### SOURCE DOCUMENT
* begin *

How do you find the volume of the solid generated by revolving the region bounded by the curves y = x² and y =1 rotated about the y=-2?

Answer 1

See the explanation below.

Here is a picture of the region and a vertical slice.

The picture is set up to use washers (disks).
Thickness is #dx#
#x# values go from #-1# to #1#
the radius of the larger washer is the greater #y# minus #-2# (the line we are revolving about is #y=-2#)
#R = 1-(-2) = 3#
the radius of the smaller washer is the lesser #y# minus #-2#
#r=x^2-(-2) = x^2+2#

The representative slice has volume #pi(R^2-r^2)dx#.

* end *

### EXCERPTED DATA

* begin *

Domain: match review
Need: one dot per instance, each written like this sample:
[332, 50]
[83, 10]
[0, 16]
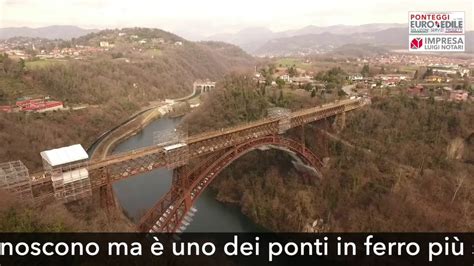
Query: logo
[436, 31]
[436, 22]
[416, 43]
[437, 43]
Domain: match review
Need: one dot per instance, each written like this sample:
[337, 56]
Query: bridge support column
[303, 141]
[106, 193]
[340, 122]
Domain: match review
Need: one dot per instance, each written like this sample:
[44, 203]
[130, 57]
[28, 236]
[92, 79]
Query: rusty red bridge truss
[197, 160]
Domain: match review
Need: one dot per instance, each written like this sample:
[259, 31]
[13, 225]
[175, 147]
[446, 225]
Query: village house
[356, 77]
[458, 95]
[418, 91]
[285, 78]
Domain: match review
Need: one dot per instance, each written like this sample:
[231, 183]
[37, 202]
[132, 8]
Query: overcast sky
[206, 17]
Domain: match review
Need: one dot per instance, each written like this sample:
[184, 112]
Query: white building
[69, 175]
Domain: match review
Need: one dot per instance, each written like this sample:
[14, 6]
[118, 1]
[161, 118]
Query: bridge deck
[126, 164]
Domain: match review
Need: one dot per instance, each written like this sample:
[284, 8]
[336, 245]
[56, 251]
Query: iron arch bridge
[169, 213]
[219, 148]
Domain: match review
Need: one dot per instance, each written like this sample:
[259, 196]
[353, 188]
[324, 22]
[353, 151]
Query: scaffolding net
[283, 115]
[14, 177]
[174, 144]
[71, 185]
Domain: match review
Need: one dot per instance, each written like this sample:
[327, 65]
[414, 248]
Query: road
[106, 145]
[348, 90]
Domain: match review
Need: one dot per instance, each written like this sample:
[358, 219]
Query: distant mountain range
[256, 40]
[50, 32]
[261, 41]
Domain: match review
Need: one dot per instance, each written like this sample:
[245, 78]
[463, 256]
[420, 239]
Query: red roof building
[6, 108]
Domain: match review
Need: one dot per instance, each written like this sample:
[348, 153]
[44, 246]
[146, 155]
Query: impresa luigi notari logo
[436, 31]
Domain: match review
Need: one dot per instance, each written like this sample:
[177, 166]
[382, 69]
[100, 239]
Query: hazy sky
[206, 17]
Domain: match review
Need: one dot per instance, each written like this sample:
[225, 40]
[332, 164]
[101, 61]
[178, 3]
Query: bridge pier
[339, 122]
[303, 141]
[106, 192]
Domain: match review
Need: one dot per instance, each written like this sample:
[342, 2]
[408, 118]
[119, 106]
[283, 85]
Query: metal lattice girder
[167, 215]
[14, 177]
[124, 165]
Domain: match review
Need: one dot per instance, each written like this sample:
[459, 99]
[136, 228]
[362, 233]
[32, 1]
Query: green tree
[365, 70]
[280, 83]
[292, 71]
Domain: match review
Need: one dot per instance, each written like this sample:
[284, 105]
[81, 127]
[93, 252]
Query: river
[139, 193]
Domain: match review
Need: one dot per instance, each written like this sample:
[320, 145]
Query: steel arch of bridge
[168, 213]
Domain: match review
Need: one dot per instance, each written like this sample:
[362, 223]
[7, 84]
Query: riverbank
[106, 143]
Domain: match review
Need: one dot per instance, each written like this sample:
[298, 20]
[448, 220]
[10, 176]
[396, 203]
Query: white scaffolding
[67, 167]
[14, 177]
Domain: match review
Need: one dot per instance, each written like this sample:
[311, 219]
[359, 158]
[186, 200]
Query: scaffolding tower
[67, 167]
[14, 177]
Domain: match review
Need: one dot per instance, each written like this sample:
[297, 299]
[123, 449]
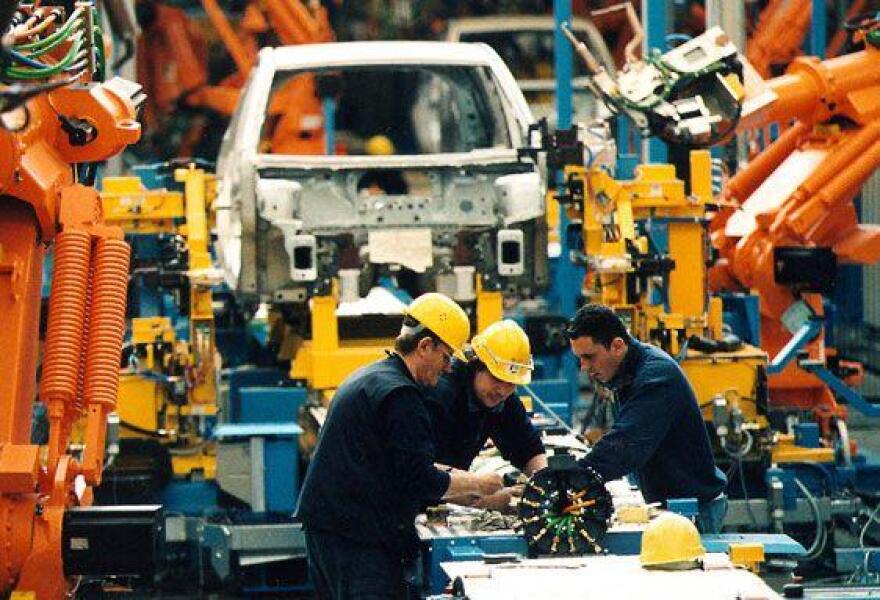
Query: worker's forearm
[462, 483]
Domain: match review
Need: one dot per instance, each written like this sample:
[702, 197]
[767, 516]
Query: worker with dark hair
[476, 402]
[373, 468]
[658, 431]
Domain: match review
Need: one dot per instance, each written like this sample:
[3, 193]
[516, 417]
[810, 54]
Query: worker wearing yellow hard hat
[476, 402]
[374, 466]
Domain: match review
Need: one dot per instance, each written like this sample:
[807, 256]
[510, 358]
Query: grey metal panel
[234, 469]
[871, 273]
[871, 282]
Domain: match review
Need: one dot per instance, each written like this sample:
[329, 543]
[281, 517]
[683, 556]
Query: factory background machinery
[707, 171]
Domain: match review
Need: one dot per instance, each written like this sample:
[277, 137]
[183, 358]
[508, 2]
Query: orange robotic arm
[799, 193]
[42, 204]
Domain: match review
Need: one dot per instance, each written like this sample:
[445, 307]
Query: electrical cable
[871, 519]
[742, 483]
[818, 546]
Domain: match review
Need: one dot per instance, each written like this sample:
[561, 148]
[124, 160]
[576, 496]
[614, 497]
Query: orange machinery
[798, 193]
[172, 64]
[41, 140]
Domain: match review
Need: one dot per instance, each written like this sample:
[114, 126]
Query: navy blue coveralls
[659, 434]
[461, 425]
[371, 474]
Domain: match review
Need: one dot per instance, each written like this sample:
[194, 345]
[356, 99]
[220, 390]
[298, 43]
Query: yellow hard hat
[446, 319]
[504, 348]
[671, 541]
[379, 145]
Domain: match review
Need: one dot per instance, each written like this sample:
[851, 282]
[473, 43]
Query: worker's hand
[488, 483]
[500, 500]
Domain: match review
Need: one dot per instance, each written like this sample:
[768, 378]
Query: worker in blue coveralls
[476, 402]
[658, 431]
[373, 468]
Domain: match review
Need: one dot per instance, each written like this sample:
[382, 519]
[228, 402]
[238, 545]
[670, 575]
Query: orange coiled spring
[67, 310]
[107, 323]
[79, 400]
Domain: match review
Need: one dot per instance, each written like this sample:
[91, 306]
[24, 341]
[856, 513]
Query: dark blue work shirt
[461, 425]
[373, 468]
[658, 431]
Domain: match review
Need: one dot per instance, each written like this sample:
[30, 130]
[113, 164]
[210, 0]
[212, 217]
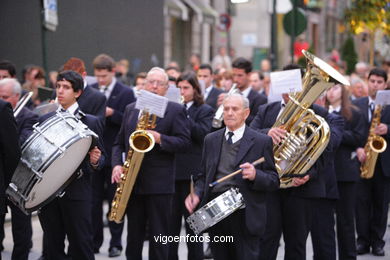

* end *

### TASKS FOR THIS EXERCISE
1) Reproduce word for word the passage of the volume-of-revolution solution starting with "Here is a picture" and going on through "has volume #pi(R^2-r^2)dx#.".
2) Carry the volume-of-revolution solution forward from its final sentence, writing the next part of the explanation.

### RESPONSES TO THE TASKS
1)
Here is a picture of the region and a vertical slice.

The picture is set up to use washers (disks).
Thickness is #dx#
#x# values go from #-1# to #1#
the radius of the larger washer is the greater #y# minus #-2# (the line we are revolving about is #y=-2#)
#R = 1-(-2) = 3#
the radius of the smaller washer is the lesser #y# minus #-2#
#r=x^2-(-2) = x^2+2#

The representative slice has volume #pi(R^2-r^2)dx#.

2)
We need to evaluate the integral

#int_-1^1 pi((3^2-(x^2+2)^2)dx=pi int_-1^1(5-4x^2-x^4)dx#

# = 104/15pi#

Shells Method
If we had taken a slice horizontally:

This is set up to use cylindrical shells of thickness #dy#

The volume of each shell is #2pi("radius")("height")("thickness")# with thickness #dy#, that is #2pi*rh*dy#
In the region, the #y# values go from #0# to #1#.
The radius of the representative shell is #y+2# (dotted line in picture)
The height goes from the greater #x# (the one on the right) to the lesser #x# (the one on the left).
We need to rewrite the boundary as functions of #y# instead of #x#. #y=x^2# becomes the two functions #x=-sqrty# (on the left) and #x=sqrty# (on the right). The height of the shell is #sqrty-(-sqrty) = 2sqrty#

The representative shell has volume #2pi(y+2)(2sqrty)dy#.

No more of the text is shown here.